:: Records for this task ::
==========

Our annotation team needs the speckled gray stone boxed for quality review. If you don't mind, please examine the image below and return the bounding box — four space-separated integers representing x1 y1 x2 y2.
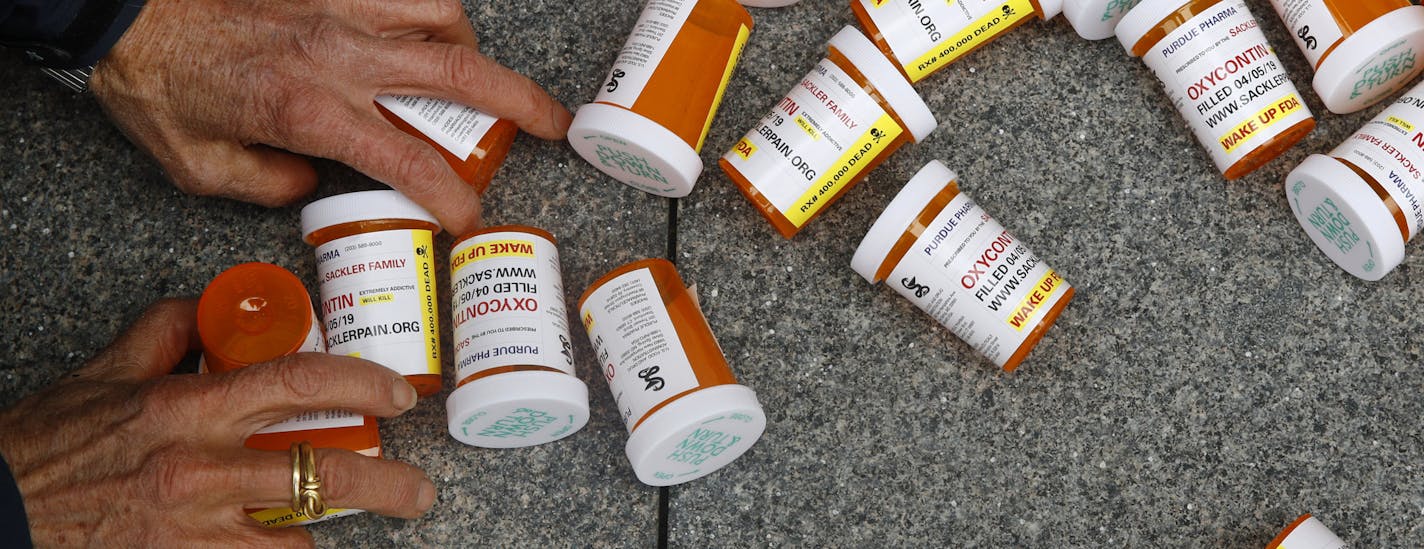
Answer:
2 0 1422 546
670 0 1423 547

==========

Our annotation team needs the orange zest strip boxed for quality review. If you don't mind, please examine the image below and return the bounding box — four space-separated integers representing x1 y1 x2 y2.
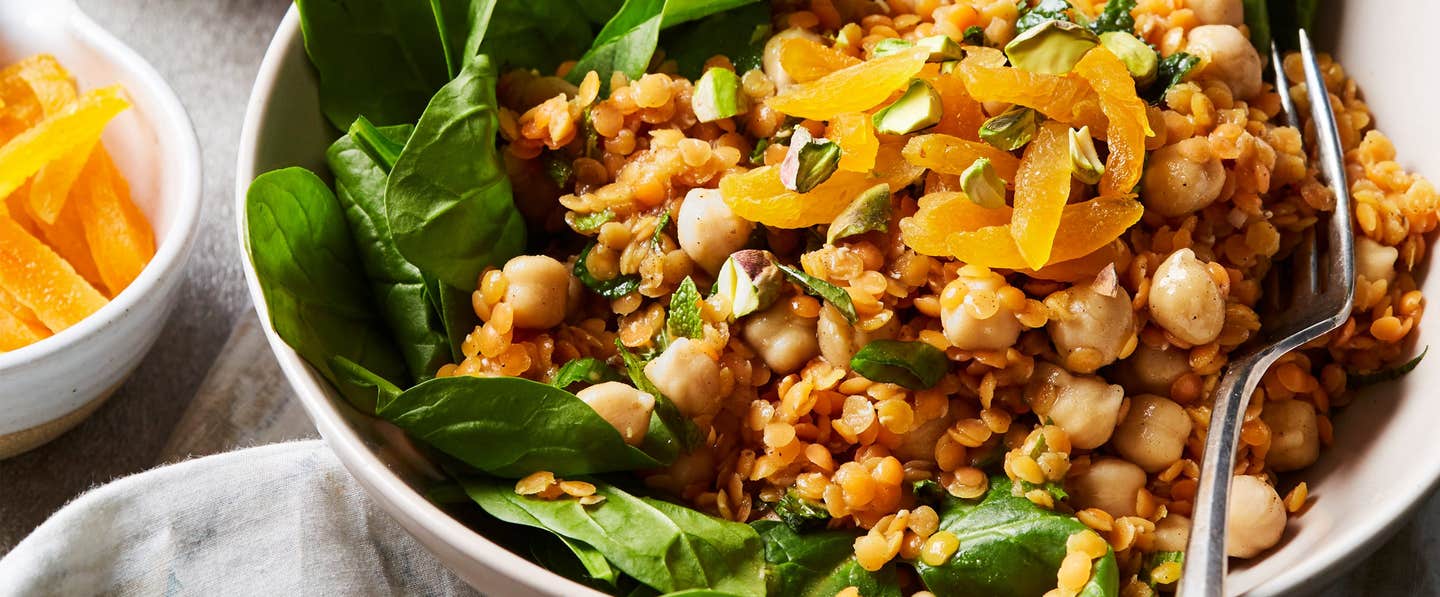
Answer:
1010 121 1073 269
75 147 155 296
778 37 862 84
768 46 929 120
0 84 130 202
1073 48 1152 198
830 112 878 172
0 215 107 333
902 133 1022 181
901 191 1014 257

==========

:: Exercise requirements ::
Please report how many lines in the records contain the string "mind", and write nothing besides that number.

:: Solution below ::
2